──────── SUPPLIED TEXT ────────

CJLY-FM, known on-air as Kootenay Co-op Radio, is a Canadian community radio station, which broadcasts at 93.5 FM in Nelson, British Columbia. The station also has rebroadcasters on 96.5 in Crawford Bay and 107.5 in New Denver, and 101.5 in South Slocan.

The station is one of several community radio stations launched in the Kootenay region in the 2000s. Others include CHLI-FM in Rossland, CFAD-FM in Salmo, CJHQ-FM in Nakusp and CIDO-FM in Creston.

==History==
CJLY was started by volunteers in December 1996 and incorporated as a non-profit service co-operative in June 1998 in Nelson. It started intermittent broadcasting in the Nelson region in February 1999, with a 28-day special event broadcast exemption by the CRTC, and finally went on the air full-time the following autumn. after being granted a permanent CRTC license in August 2000.

On November 6, 2000, the station began broadcasting about 18 hours a day at a power of 75 watts. In November 2004, CJLY expanded its range and began broadcasting in the Kootenay Lake region, north of Nelson, on a new FM frequency, 96.5 FM. In fall 2008, CJLY began broadcasting in the community of New Denver at 107.5 FM.

────────

WHAT IS EXPECTED →
Answer these questions using the text on CJLY-FM.
(a) On what frequency does the station's rebroadcaster in Crawford Bay operate?
(b) In what month and year was CJLY incorporated as a non-profit service co-operative?
(c) At what power did the station begin broadcasting on November 6, 2000?
The data that follow come from a separate source and are unrelated to the text on CJLY-FM.

──────── AVAILABLE DATA ────────

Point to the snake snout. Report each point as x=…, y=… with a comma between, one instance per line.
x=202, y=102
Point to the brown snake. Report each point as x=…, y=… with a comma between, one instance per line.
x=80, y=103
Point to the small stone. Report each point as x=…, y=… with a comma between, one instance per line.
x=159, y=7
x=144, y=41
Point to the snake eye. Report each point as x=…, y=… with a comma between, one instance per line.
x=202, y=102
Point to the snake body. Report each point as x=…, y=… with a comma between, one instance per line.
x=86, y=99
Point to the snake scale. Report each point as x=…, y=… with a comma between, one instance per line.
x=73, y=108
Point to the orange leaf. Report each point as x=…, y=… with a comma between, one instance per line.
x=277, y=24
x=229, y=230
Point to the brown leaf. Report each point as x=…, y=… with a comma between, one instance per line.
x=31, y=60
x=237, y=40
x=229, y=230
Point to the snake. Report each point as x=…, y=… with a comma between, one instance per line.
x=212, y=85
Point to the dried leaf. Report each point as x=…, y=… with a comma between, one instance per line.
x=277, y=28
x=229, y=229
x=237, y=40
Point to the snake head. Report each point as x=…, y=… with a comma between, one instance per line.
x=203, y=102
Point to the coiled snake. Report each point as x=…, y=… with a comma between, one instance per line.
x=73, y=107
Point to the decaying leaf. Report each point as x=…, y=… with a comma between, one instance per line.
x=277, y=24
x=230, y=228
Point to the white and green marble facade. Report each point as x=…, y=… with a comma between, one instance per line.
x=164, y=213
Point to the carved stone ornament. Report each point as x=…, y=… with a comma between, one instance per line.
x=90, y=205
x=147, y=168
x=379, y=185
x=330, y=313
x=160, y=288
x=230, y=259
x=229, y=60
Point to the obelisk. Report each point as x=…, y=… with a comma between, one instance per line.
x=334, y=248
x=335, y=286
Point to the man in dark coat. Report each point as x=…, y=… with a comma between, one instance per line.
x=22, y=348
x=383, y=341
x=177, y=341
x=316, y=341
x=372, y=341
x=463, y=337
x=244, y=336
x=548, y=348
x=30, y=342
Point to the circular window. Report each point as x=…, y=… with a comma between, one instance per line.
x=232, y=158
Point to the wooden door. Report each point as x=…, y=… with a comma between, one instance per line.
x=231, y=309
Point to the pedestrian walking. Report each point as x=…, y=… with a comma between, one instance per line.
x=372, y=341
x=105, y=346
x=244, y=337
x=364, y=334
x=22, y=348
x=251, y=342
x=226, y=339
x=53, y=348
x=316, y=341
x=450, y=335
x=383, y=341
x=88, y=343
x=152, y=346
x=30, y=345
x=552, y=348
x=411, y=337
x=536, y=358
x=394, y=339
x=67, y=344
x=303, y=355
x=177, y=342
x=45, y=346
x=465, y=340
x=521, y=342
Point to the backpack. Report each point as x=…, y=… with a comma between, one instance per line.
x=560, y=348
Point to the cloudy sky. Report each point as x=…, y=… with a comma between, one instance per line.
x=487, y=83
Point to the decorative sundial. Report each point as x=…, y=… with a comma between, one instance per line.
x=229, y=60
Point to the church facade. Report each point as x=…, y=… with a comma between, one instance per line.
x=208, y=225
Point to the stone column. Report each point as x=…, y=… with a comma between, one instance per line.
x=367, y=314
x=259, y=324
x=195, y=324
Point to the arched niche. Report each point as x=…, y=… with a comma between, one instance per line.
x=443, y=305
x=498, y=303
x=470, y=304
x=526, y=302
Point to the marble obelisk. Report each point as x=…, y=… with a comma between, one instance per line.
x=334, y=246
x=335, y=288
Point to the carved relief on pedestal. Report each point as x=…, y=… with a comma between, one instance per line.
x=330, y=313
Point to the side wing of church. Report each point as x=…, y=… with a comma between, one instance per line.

────────

SOLUTION FOR THIS PROBLEM →
(a) 96.5 FM
(b) June 1998
(c) 75 watts